Task objective:
Would you return the lines from the one that contains "Target: flower cluster" to the last line of the entries below, exactly and with nothing added?

Input:
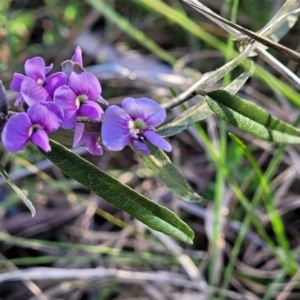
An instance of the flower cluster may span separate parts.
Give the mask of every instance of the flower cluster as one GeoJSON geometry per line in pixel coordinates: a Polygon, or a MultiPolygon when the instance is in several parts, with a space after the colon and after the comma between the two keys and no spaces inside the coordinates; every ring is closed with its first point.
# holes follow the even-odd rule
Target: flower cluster
{"type": "Polygon", "coordinates": [[[90,153],[101,155],[101,121],[102,143],[109,150],[119,151],[131,144],[149,155],[149,141],[171,151],[171,145],[155,132],[166,118],[165,109],[156,101],[126,98],[122,107],[112,105],[104,112],[100,104],[108,106],[108,102],[101,97],[101,85],[95,75],[83,69],[79,46],[62,66],[62,72],[48,75],[52,64],[46,66],[41,57],[34,57],[25,63],[25,75],[14,74],[10,87],[18,92],[15,106],[23,104],[26,111],[14,113],[4,126],[2,143],[7,151],[18,152],[28,142],[51,151],[47,133],[61,127],[75,129],[73,147],[85,144],[90,153]],[[80,123],[78,117],[94,123],[80,123]],[[96,126],[89,130],[87,125],[96,126]]]}

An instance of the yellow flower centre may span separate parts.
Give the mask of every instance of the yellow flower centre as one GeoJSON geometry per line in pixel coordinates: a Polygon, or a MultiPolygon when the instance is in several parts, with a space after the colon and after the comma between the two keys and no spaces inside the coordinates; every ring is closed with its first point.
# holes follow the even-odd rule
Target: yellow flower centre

Exercise response:
Target: flower cluster
{"type": "Polygon", "coordinates": [[[90,153],[101,155],[101,121],[102,143],[109,150],[119,151],[131,144],[149,155],[149,141],[171,151],[171,145],[155,132],[166,118],[165,109],[156,101],[126,98],[122,107],[112,105],[104,112],[100,104],[108,106],[108,102],[101,97],[101,85],[95,75],[83,69],[79,46],[62,66],[62,72],[48,75],[52,64],[46,66],[41,57],[34,57],[25,63],[25,75],[14,74],[10,87],[18,92],[15,106],[23,104],[26,111],[14,113],[4,126],[2,143],[7,151],[18,152],[28,142],[51,151],[47,133],[61,127],[75,129],[73,147],[85,144],[90,153]],[[80,123],[78,117],[94,123],[80,123]],[[96,126],[89,130],[87,125],[96,126]]]}

An instance of the yellow flower centre may span separate parts.
Give the mask of every instance of the yellow flower centre as one GeoJSON geometry per line in pixel coordinates: a Polygon, or a MultiPolygon when the instance is in several parts, with a space after the colon and after the comma between the two keys and no spaces inside the coordinates; every ring is closed with its first point.
# holes follow the even-odd rule
Target: yellow flower centre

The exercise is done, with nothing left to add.